**抜粋**
------------
ドラムマシンの名機、TR-808がまさかの復活?

 

ネットに出回っている新型808と言われている機材

日本の楽器メーカー、ローランドの電子楽器。そのラインナップのなかには、発売から30年以上経った現在でも、シーンで重用される、さまざまな名機があり、それらはヴィンテージとして高値で売買されている。TR-808というドラムマシンは、まさにそうした機材のひとつだ。この名機が新たに生まれ変わり、ローランドからリリースされるという噂が立ち上がっている。

これは海外の音楽メディア、英FACT MagzineやAttack Magazineなどによって報じられたものだ。特にAttack Magazineでは、上記の新型808と言われるリーク画像まで出回っている。

TR-808とはローランドが1980年に発売したリズムマシンで、YMOをはじめ、さまざまなエレクトロニック・ミュージックに重用された機材だ。1980年台に生まれたさまざまなダンス・ミュージックも、この機材のドラムの音色によって生まれたと言っても過言ではない。具体的に言えばエレクトロ〜ヒップホップ(サンプリング以前)、シカゴ・ハウスにデトロイト・テクノなどがそうだが、その黎明期にはこの808が、そして後継期機種としてリリースされたTR-909がそのリズムの大部分を形作ったと言えるだろう。またマイアミ・ベースと呼ばれるエレクトロ・ヒップホップが808の、その特異なバスドラの音をベースとして使い、そのビートの様式がアメリカ各地に伝わり、ゲットー・ベースへと進化したことを考えると、ある意味で現在のジュークなどのゲットー・ベース・ミュージックもこの機材無しでは生まれなかったと言える。
------------
**提供データ**

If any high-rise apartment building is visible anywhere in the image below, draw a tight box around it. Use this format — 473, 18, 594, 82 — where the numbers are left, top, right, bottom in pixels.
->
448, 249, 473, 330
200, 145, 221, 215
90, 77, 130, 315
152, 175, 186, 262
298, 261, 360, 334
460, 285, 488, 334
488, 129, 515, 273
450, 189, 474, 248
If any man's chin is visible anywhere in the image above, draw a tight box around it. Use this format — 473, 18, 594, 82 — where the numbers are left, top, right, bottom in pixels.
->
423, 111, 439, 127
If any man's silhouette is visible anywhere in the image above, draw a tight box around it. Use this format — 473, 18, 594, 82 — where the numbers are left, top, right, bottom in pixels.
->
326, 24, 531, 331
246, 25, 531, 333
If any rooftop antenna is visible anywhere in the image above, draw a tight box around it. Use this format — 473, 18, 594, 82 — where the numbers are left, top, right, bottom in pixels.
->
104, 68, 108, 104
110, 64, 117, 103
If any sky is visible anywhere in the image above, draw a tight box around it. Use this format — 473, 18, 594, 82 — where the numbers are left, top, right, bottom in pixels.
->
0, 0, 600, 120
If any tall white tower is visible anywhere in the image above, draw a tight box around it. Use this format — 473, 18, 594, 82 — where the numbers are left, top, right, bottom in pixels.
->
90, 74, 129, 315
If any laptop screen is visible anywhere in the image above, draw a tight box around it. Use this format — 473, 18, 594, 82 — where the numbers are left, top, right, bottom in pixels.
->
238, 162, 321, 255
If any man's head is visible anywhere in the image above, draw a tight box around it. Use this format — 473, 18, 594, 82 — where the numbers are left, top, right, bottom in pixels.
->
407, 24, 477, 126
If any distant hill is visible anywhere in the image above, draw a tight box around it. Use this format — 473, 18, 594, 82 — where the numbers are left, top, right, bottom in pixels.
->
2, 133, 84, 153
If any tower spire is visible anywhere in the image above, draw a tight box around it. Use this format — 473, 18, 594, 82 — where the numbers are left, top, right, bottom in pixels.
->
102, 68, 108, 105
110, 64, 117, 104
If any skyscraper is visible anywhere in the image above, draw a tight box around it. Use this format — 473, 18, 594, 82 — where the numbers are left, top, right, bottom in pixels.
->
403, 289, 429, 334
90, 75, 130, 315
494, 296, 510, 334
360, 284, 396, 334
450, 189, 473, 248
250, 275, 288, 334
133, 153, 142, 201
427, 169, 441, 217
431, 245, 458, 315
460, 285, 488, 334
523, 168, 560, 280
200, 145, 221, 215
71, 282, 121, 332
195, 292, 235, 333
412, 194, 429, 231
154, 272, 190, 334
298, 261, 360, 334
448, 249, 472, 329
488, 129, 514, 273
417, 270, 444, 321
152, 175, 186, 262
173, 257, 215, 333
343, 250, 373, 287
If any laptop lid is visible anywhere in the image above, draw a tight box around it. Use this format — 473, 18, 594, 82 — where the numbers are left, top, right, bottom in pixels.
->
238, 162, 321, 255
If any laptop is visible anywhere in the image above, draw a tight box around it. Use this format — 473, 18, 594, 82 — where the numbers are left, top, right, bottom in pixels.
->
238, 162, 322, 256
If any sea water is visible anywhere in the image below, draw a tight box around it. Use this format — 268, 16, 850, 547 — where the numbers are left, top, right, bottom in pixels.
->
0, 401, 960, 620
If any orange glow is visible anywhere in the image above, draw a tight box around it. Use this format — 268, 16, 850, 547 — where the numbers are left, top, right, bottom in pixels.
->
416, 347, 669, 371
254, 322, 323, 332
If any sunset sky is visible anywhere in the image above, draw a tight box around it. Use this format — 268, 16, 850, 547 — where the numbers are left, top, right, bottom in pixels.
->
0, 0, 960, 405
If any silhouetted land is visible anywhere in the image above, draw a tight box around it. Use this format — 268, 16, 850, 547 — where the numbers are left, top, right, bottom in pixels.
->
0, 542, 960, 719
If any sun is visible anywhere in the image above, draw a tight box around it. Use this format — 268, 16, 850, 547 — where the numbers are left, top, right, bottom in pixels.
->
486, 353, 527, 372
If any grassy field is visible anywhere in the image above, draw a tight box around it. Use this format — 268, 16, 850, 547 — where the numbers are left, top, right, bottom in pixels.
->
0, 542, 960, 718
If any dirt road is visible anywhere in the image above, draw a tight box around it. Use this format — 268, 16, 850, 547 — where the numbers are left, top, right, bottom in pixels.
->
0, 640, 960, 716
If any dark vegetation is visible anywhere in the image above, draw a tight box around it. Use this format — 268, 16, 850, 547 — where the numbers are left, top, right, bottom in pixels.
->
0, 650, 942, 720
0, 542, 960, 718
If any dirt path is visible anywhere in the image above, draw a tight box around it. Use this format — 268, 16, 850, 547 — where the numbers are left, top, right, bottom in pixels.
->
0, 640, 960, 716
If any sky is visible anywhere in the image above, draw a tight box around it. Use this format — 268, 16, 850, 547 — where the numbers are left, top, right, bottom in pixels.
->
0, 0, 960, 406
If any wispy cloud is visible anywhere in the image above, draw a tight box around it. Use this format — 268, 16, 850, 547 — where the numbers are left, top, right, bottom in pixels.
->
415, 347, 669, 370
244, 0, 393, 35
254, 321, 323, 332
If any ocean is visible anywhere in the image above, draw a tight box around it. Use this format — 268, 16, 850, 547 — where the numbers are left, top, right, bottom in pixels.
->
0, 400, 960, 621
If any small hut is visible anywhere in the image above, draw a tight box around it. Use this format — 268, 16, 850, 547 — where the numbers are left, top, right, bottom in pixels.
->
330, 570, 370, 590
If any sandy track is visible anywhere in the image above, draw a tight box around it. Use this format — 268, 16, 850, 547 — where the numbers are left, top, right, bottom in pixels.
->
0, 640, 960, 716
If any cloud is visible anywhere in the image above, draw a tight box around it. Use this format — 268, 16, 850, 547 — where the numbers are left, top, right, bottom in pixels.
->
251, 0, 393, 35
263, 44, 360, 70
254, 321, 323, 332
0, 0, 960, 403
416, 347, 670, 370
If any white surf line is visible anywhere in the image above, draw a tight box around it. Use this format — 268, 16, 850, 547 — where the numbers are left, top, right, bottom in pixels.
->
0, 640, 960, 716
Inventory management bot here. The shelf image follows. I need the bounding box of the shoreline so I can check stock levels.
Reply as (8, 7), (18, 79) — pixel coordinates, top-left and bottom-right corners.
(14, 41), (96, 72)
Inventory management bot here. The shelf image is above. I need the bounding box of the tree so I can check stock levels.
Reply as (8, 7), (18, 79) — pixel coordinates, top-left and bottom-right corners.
------------
**課題**
a: TR-808についての記事をもとに、次の問いに答えよ。
(i) ローランドがTR-808を発売したのは何年か。
(ii) 新型808と言われるリーク画像が出回っているのはどのメディアか。
(iii) TR-808の後継機種としてリリースされたのは何か。
b: 次の各文がTR-808についての記事の内容と合っているかを判断せよ。はい・いいえで答え、根拠となる記事の言葉をそのまま引用すること。
(i) ローランドは日本の楽器メーカーである。
(ii) マイアミ・ベースは808のスネアの音をベースとして使った。
(iii) 新型808のリリースはローランドが公式に発表している。
c: TR-808についての記事の続きを書け。

**解答**
a:
(i) 1980年
(ii) Attack Magazine
(iii) TR-909

b:
(i) はい。「日本の楽器メーカー、ローランドの電子楽器」
(ii) いいえ。「その特異なバスドラの音をベースとして使い」
(iii) いいえ。「ローランドからリリースされるという噂が立ち上がっている」

c:
現在でも多くのクローン・ガジェットや音色集、ソフトウェア・シンセにおいてTR-808はひとつの人気商品であるということを考えても、その重要度がわかるだろう。

ちなみに今回の騒ぎのことの発端は、アメリカのローランド社のホームページにて立ち上がったAIRAと呼ばれる謎のニュー・ブランドと思しきページだ。ここでは1つ動画が貼られているのみ。その動画とは、808のサウンド、構造を徹底的に調査するエンジニアと、そして後半には上記のリーク画像に似た、緑色のLEDが点灯する機材が映り込んでいる(この動画を見る限り、808に関連する機材がリリースされることはほぼ間違いないような気がする)。アシッド・ハウスでおなじみのベース・シンセ、TB-303も同様に新型が……という噂もある。

最近ではコルグ社がアナログ・シンセのMS-20をダウンサイズしたクローンとして、MS-20 miniをリリースし話題となったばかりだ。こうしたリヴァイヴァル機材は、よくある話だが精密なクローンを要求するユーザーと、クラシカルな機能をふまえた上で最新鋭の技術を加えるメーカーの意向が乖離する場合があるが……さて、このダンス・ミュージックを支えた名機は、21世紀に本当に甦るのか? それはどんなものになるのだろうか?
(河)

■ローランド社のサイト、AIRA
http://www.rolandus.com/go/aira/



こちらはAIRAに掲載されている問題の動画


808クラシック、Afrika Bambaataa & Soul Sonic Force「Planet Rock」(1982)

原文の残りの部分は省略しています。